* begin Passage given *

In SQL the execution has a different order than the order of the commands. The order of the commands is:

2º SELECT column_name

1º FROM table

3º LIMIT n

- `SELECT`: which columns to show
- `FROM`: which table to use
- `LIMIT`: how many results to show

## 1.1. Alising, DISTINCT, VIEW, COUNT

- `AS`: Alising is used to rename a column or table with an alias. This is useful when the name of the column is too long or not descriptive.

- `DISTINCT`: Select only distinct records from a table.

In [4]:
# Returns a result set with just one column listing the unique authors in the books table
sql(
"""
SELECT DISTINCT author 
FROM books
LIMIT 5;
""")


Unnamed: 0,author
0,JJ Smith
1,National Geographic Kids
2,Larry Schweikart
3,Chris Kyle
4,Khaled Hosseini


In [5]:

# Return the unique author and genre combinations in the books table
sql(
"""

* end Passage given *

### Short task A
Reproduce the SQL notes above in full, word for word.

* begin Record extracts *

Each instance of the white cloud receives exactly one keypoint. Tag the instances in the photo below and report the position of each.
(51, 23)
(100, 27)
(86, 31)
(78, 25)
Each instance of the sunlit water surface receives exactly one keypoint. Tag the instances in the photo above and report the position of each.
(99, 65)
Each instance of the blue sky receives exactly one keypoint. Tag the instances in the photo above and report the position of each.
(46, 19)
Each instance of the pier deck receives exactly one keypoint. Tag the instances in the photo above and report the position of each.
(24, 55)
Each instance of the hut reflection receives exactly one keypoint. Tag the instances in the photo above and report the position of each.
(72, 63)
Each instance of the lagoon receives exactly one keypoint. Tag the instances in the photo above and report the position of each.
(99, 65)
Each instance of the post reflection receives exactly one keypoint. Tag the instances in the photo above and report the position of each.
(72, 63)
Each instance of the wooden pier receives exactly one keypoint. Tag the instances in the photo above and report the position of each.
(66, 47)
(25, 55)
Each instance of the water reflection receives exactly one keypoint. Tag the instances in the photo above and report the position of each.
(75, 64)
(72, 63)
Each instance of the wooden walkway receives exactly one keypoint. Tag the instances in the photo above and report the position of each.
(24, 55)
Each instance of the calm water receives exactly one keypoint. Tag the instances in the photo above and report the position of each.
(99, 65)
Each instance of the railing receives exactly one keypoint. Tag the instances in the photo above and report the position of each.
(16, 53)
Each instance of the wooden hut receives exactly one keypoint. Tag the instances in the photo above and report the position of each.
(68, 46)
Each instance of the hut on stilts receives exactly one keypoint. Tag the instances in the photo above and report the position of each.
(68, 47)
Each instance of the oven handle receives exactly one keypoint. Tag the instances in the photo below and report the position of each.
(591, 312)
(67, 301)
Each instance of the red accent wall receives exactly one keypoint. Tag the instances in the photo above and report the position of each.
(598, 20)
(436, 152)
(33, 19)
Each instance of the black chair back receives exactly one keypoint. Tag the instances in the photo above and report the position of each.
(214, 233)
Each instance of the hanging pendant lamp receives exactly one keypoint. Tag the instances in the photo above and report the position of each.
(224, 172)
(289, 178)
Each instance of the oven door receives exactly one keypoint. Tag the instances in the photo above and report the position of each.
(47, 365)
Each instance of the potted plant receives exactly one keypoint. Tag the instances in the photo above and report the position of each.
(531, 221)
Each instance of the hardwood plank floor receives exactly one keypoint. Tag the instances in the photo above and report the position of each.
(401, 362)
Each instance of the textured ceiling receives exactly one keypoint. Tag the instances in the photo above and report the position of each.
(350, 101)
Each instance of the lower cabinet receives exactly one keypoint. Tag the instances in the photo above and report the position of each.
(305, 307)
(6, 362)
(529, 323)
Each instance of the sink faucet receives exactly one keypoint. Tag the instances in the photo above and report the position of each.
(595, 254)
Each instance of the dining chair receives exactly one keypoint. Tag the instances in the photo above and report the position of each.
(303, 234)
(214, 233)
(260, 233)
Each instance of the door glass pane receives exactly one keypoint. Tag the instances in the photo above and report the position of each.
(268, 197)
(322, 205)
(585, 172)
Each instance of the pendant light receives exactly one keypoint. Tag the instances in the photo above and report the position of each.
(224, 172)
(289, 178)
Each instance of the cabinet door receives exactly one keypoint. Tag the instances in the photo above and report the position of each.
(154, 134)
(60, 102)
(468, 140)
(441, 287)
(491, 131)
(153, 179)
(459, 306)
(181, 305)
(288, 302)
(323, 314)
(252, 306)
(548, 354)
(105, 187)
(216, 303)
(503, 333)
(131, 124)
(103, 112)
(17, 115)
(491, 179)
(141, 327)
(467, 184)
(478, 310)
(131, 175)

* end Record extracts *

### Short task B
Find each line in the records that contains the word "chair", and copy those lines.

### Written response A
In SQL the execution has a different order than the order of the commands. The order of the commands is:

2º SELECT column_name

1º FROM table

3º LIMIT n

- `SELECT`: which columns to show
- `FROM`: which table to use
- `LIMIT`: how many results to show

## 1.1. Alising, DISTINCT, VIEW, COUNT

- `AS`: Alising is used to rename a column or table with an alias. This is useful when the name of the column is too long or not descriptive.

- `DISTINCT`: Select only distinct records from a table.

In [4]:
# Returns a result set with just one column listing the unique authors in the books table
sql(
"""
SELECT DISTINCT author 
FROM books
LIMIT 5;
""")


Unnamed: 0,author
0,JJ Smith
1,National Geographic Kids
2,Larry Schweikart
3,Chris Kyle
4,Khaled Hosseini


In [5]:

# Return the unique author and genre combinations in the books table
sql(
"""

### Written response B
Each instance of the black chair back receives exactly one keypoint. Tag the instances in the photo above and report the position of each.
Each instance of the dining chair receives exactly one keypoint. Tag the instances in the photo above and report the position of each.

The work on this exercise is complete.